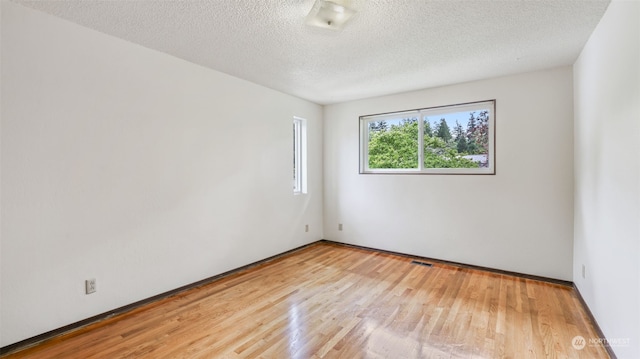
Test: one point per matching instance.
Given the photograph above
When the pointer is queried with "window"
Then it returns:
(456, 139)
(299, 155)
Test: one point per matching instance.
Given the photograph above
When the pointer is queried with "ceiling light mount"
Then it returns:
(329, 15)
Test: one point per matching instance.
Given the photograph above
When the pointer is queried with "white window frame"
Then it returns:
(420, 114)
(299, 155)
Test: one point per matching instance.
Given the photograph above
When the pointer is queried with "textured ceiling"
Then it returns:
(389, 46)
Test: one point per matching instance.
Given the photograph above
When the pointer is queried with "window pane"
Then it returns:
(452, 139)
(393, 143)
(457, 140)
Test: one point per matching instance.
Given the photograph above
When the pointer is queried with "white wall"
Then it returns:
(520, 219)
(136, 168)
(607, 175)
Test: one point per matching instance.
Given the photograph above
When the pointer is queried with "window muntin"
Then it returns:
(456, 139)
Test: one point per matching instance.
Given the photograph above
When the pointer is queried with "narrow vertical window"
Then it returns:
(299, 155)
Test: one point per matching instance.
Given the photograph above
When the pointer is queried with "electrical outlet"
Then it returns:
(90, 286)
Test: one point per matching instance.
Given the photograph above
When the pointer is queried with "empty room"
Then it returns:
(320, 179)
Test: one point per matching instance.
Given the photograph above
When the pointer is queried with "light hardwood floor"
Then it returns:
(332, 301)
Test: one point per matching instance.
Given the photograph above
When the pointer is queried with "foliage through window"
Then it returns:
(456, 139)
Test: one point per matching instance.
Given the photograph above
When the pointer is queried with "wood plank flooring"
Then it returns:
(332, 301)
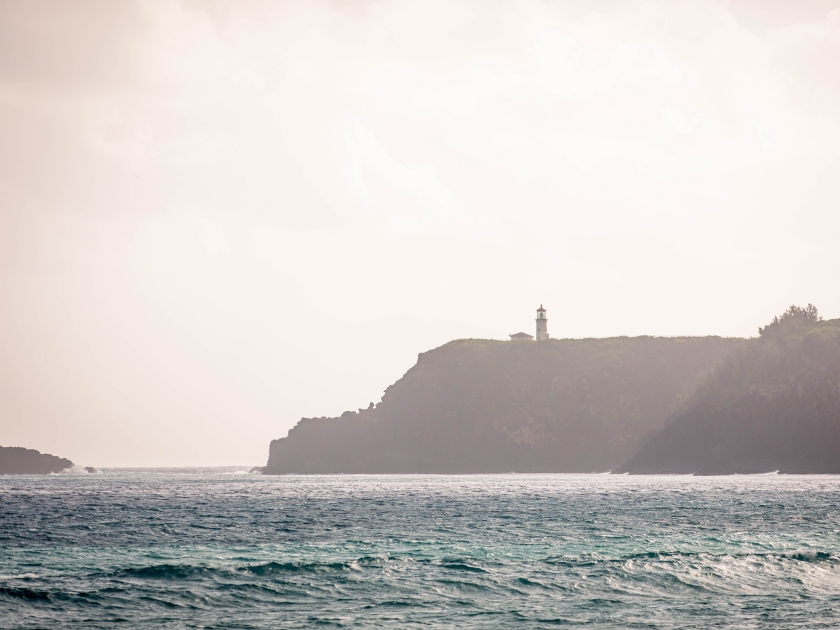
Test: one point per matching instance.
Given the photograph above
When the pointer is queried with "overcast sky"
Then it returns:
(217, 217)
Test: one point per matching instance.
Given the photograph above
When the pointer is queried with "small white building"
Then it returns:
(521, 337)
(542, 324)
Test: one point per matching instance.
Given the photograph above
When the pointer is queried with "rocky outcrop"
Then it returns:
(24, 461)
(478, 406)
(773, 405)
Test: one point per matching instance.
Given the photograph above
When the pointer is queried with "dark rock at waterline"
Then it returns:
(15, 460)
(479, 406)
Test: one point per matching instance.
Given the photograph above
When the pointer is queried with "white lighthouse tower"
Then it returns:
(542, 324)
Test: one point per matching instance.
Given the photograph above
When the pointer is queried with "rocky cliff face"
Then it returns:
(773, 405)
(24, 461)
(475, 406)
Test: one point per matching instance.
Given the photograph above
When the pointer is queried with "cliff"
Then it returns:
(477, 406)
(773, 405)
(25, 461)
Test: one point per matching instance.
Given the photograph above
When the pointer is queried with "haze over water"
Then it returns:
(213, 548)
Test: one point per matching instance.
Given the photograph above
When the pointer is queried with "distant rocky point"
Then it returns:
(772, 405)
(25, 461)
(481, 406)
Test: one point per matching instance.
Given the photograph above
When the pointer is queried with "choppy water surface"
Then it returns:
(211, 549)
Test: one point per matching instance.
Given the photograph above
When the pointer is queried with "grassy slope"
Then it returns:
(491, 406)
(773, 404)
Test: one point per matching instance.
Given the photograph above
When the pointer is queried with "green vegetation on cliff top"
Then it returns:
(490, 406)
(772, 404)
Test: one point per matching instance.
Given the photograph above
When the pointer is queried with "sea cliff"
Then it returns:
(479, 406)
(772, 405)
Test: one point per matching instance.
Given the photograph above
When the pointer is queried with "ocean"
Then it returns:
(218, 548)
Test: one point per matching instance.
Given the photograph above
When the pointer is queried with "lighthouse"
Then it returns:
(542, 324)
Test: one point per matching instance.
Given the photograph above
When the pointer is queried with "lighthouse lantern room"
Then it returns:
(542, 324)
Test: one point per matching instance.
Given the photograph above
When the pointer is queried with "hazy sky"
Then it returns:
(217, 217)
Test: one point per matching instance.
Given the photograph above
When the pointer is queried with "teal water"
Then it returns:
(212, 548)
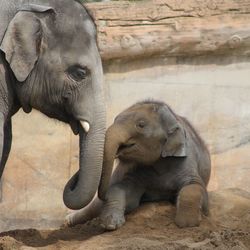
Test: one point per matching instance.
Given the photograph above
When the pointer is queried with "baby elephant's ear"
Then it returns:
(175, 144)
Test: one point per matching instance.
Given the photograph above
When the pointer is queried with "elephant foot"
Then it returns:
(188, 212)
(112, 220)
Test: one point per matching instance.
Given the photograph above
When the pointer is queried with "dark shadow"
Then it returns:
(133, 64)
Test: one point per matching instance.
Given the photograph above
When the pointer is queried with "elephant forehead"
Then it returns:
(135, 114)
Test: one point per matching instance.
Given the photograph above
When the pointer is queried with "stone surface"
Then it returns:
(172, 28)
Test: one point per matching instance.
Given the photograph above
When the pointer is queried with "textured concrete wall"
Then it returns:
(212, 92)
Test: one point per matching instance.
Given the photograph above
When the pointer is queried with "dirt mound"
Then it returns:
(150, 227)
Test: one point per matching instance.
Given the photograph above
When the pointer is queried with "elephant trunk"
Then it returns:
(82, 186)
(115, 136)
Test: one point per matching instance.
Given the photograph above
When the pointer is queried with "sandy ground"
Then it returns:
(150, 227)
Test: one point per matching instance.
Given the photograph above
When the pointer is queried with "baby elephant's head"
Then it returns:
(142, 134)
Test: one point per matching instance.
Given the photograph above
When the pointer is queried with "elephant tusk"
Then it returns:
(85, 126)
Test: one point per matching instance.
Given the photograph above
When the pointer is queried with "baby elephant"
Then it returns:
(161, 157)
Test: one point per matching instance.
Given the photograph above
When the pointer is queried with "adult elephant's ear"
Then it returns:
(175, 144)
(22, 40)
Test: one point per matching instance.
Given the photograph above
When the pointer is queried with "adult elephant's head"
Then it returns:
(56, 68)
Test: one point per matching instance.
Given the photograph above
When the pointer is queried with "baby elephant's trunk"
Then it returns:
(115, 136)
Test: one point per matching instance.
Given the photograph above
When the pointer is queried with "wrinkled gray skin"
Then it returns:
(161, 157)
(49, 61)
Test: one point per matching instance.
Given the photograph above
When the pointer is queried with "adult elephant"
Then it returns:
(49, 61)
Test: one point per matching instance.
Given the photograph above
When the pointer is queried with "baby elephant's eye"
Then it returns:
(77, 73)
(141, 124)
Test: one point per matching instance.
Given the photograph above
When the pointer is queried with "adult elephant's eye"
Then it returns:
(77, 73)
(141, 124)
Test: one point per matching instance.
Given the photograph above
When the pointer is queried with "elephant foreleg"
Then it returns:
(121, 197)
(5, 143)
(191, 200)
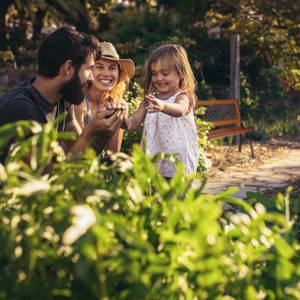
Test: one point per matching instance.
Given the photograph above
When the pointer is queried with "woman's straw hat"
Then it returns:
(126, 65)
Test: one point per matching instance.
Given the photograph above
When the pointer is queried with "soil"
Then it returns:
(227, 159)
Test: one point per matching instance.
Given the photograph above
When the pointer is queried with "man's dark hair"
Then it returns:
(61, 45)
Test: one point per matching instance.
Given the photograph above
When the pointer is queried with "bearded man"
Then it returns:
(65, 61)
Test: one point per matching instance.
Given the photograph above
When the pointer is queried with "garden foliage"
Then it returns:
(72, 227)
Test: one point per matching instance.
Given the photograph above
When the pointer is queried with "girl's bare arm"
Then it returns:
(178, 108)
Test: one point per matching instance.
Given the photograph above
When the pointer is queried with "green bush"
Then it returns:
(74, 228)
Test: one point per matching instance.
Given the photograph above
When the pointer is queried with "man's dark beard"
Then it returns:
(72, 91)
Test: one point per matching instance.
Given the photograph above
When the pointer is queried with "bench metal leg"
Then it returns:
(240, 142)
(251, 147)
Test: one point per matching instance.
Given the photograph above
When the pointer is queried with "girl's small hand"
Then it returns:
(154, 104)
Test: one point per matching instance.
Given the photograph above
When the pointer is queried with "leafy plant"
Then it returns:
(72, 227)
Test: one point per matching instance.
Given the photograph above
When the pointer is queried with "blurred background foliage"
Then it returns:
(269, 34)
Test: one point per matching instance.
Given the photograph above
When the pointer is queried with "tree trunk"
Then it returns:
(38, 24)
(4, 5)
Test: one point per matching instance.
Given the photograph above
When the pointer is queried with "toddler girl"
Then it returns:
(167, 108)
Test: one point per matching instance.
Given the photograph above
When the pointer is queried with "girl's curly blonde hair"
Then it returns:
(172, 56)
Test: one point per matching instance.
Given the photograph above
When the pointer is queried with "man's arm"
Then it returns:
(136, 119)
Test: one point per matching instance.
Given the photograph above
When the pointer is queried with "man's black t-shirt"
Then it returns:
(26, 103)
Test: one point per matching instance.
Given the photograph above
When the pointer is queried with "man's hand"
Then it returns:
(102, 125)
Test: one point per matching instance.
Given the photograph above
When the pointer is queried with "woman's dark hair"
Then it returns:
(65, 44)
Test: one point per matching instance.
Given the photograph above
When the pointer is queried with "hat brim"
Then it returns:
(126, 65)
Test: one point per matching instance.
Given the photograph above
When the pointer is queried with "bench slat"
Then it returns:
(223, 116)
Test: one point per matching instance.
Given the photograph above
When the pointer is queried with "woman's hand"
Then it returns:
(119, 107)
(154, 104)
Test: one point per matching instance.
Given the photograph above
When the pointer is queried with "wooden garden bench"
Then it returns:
(225, 117)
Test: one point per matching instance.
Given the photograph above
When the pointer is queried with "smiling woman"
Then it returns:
(110, 75)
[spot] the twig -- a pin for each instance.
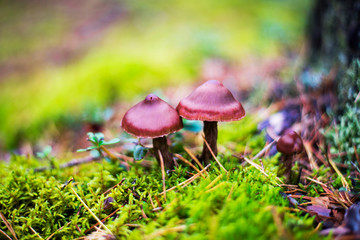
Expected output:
(310, 155)
(259, 154)
(162, 232)
(187, 162)
(8, 225)
(194, 157)
(188, 180)
(230, 193)
(72, 163)
(67, 224)
(343, 180)
(212, 153)
(162, 173)
(216, 187)
(87, 208)
(214, 181)
(258, 167)
(110, 215)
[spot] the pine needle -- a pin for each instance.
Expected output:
(258, 167)
(216, 187)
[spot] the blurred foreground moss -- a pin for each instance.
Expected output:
(240, 204)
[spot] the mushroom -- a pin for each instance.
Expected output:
(211, 102)
(153, 118)
(289, 144)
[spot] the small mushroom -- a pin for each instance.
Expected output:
(153, 118)
(289, 144)
(211, 102)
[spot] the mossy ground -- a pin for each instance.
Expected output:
(242, 203)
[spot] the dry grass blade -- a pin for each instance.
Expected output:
(283, 234)
(214, 181)
(162, 232)
(343, 180)
(194, 157)
(162, 173)
(230, 193)
(216, 187)
(263, 151)
(89, 210)
(258, 167)
(107, 217)
(121, 182)
(189, 163)
(48, 238)
(8, 225)
(5, 234)
(187, 181)
(212, 153)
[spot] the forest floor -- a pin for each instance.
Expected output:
(116, 189)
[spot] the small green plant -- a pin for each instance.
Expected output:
(98, 144)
○ ○ ○ ○
Determine how many lines of the records above contain the word "hand", and report only that number.

Response below:
3